• [Direction] Update the rows from the line with "Point to the black hull" through the end of the rows by replacing "white railing" with "steel railing", and give those lines again with everything else unchanged.

• [Rows of labeled points]
□ □ □ □ □ □ □

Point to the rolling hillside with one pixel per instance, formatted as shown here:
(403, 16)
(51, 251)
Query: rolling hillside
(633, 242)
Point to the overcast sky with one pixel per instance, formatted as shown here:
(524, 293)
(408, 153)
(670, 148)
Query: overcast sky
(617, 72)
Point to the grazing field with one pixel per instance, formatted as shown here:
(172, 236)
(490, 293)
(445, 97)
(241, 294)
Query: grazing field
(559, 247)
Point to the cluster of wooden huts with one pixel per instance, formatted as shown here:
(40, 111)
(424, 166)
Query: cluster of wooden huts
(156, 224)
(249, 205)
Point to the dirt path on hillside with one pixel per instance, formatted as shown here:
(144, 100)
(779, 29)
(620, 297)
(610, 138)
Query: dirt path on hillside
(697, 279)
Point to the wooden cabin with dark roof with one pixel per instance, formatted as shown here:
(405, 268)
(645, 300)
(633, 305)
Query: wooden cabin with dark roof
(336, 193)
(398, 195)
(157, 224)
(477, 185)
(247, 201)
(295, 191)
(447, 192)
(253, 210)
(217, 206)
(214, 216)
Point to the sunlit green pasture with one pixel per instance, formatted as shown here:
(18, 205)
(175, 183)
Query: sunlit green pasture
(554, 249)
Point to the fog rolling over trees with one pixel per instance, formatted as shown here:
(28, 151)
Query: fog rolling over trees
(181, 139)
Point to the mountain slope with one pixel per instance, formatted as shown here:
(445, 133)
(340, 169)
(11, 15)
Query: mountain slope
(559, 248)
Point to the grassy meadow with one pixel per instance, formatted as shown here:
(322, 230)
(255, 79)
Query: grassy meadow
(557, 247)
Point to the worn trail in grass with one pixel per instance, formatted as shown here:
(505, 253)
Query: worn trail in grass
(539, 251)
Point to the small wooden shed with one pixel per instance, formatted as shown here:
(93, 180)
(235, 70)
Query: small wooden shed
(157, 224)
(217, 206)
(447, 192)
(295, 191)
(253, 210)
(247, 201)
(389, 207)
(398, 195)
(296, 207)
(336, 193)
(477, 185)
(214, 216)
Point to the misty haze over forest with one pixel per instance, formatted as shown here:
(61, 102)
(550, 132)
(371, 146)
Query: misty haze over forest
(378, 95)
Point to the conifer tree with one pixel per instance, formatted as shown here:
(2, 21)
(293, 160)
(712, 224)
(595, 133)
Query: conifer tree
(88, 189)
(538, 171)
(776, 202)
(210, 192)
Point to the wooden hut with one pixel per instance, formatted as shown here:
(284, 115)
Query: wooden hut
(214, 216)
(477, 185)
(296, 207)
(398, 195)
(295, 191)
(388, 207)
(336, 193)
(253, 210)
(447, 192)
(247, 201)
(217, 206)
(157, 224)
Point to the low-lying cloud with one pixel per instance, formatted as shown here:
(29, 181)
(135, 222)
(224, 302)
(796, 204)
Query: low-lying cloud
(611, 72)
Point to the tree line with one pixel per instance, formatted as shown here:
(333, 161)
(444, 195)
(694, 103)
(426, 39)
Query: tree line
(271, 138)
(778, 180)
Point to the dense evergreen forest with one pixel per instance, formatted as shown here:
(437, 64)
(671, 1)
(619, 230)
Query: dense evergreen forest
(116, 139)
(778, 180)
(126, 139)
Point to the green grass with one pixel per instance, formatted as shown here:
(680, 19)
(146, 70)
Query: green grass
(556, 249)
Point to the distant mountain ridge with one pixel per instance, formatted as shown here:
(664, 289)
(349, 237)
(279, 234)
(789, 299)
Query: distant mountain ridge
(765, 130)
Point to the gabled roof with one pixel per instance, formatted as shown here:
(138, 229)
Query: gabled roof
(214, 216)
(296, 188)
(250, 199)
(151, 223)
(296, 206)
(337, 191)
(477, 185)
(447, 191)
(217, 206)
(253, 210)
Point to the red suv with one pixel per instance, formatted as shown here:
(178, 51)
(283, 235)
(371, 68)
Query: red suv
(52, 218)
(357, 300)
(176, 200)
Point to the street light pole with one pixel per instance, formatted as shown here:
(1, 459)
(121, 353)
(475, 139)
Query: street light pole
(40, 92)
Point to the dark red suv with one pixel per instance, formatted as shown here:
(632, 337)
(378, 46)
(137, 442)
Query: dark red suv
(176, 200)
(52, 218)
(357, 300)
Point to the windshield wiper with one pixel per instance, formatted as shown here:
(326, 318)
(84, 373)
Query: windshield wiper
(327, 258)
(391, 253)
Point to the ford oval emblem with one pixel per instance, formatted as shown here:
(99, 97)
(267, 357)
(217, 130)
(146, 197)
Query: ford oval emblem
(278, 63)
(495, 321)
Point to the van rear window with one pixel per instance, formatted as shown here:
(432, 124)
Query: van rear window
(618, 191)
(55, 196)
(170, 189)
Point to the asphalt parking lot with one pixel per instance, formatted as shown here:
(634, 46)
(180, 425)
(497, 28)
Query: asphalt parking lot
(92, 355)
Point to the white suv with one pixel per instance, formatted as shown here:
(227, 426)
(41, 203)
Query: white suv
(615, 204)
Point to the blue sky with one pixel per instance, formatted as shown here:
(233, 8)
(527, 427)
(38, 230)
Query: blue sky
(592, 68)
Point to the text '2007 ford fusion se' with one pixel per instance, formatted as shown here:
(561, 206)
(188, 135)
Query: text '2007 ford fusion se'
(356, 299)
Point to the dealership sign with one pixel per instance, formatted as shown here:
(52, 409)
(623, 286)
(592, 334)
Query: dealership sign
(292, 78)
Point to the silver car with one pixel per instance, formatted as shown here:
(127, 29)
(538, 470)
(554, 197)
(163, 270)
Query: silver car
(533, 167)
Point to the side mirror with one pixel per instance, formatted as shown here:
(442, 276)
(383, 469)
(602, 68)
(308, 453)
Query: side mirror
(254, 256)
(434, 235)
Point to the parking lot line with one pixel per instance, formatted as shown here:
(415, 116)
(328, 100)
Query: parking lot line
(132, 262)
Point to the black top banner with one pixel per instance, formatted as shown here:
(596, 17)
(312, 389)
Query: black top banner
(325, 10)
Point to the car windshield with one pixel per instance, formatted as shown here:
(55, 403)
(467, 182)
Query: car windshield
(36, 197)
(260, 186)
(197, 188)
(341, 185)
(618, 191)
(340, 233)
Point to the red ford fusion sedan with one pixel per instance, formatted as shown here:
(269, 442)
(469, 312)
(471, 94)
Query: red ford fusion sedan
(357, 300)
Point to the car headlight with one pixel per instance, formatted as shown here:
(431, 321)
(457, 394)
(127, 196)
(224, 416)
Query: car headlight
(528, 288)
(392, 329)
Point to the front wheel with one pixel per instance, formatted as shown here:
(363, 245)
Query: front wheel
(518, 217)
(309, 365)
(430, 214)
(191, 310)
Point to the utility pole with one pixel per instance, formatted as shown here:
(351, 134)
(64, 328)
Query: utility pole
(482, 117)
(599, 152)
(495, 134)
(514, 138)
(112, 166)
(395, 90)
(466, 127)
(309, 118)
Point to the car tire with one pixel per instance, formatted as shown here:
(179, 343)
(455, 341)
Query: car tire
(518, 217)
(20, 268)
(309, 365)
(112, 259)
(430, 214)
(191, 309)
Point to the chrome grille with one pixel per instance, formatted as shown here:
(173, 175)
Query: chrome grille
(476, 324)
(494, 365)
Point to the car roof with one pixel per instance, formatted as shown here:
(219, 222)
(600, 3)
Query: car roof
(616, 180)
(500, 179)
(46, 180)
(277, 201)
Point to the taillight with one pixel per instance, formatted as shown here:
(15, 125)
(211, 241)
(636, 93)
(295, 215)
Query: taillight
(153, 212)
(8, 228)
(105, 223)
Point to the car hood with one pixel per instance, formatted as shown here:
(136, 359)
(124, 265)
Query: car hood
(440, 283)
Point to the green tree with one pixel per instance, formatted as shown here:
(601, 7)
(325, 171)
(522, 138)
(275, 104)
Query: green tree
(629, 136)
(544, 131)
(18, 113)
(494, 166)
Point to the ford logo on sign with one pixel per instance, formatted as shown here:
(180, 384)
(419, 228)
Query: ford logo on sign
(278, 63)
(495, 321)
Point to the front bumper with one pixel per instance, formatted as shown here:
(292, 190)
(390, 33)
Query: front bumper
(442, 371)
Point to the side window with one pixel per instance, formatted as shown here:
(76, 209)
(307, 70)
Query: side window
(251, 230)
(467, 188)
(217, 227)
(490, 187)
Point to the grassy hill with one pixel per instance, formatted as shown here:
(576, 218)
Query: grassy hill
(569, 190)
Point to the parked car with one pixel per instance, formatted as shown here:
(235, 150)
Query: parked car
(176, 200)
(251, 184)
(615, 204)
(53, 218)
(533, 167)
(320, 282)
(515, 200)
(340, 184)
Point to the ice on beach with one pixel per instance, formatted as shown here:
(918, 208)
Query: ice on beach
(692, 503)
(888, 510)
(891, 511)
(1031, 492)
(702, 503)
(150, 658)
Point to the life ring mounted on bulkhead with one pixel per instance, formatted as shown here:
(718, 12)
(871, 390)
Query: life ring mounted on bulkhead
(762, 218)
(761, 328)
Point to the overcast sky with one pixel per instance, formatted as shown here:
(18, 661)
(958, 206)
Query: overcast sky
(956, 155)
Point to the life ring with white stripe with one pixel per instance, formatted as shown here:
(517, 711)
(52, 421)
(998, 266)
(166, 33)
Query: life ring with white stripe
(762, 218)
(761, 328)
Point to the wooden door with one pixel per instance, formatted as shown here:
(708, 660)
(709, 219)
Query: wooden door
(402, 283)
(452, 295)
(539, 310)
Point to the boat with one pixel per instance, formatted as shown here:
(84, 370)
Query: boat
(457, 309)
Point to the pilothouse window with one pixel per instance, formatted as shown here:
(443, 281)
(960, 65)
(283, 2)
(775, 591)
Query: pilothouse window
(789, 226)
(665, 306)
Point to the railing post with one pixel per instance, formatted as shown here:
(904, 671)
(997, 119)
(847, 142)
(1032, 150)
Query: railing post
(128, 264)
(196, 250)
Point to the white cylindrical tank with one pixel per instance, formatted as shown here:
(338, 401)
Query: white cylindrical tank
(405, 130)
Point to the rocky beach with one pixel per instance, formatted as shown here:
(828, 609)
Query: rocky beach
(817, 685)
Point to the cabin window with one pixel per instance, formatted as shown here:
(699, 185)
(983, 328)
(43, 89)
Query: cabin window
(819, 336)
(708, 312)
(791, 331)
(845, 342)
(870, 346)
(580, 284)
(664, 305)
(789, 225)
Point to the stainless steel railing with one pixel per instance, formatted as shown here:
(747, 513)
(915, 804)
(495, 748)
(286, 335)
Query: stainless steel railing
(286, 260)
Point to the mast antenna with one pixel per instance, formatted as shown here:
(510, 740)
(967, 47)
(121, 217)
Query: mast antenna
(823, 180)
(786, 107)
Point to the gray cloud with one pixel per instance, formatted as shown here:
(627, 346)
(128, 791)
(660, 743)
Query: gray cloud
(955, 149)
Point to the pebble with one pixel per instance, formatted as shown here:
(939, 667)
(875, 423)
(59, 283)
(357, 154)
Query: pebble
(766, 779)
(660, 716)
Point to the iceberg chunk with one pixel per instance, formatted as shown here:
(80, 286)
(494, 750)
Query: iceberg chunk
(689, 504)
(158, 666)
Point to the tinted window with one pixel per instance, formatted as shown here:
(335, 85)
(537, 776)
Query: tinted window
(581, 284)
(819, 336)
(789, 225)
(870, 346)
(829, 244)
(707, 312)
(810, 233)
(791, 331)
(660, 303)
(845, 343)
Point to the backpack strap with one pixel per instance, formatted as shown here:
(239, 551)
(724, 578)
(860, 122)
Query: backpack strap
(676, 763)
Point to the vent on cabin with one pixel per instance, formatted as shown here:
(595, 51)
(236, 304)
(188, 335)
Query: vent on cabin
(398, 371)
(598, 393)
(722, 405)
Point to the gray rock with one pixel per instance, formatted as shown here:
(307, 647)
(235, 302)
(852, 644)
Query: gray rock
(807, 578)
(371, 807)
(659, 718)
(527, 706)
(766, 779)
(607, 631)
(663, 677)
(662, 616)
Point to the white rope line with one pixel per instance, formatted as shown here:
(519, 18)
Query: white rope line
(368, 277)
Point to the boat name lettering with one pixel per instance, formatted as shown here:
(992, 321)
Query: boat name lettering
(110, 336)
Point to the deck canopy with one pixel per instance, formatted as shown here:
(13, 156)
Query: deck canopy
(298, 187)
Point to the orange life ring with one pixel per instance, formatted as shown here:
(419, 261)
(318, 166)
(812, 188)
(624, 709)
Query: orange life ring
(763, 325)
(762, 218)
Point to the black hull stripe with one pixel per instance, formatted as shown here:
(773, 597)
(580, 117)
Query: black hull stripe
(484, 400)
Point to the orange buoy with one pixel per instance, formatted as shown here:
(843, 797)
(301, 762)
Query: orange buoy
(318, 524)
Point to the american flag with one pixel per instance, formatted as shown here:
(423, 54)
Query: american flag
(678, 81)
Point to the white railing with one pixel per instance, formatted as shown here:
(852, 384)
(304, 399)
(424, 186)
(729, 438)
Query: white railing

□ □ □ □ □ □ □

• [Solved exercise]
Point to the black hull stripe with one pixel per instance, formatted as shown here:
(773, 597)
(580, 117)
Query: black hull stripe
(484, 400)
Point to the orange buoy with one pixel per instance, formatted as shown here:
(843, 797)
(301, 762)
Query: orange buoy
(318, 524)
Point to the american flag with one pixel per instance, formatted as shown here:
(423, 54)
Query: american flag
(678, 81)
Point to the steel railing with one pixel per instance, formatted as shown here:
(852, 384)
(304, 399)
(424, 186)
(729, 438)
Query: steel railing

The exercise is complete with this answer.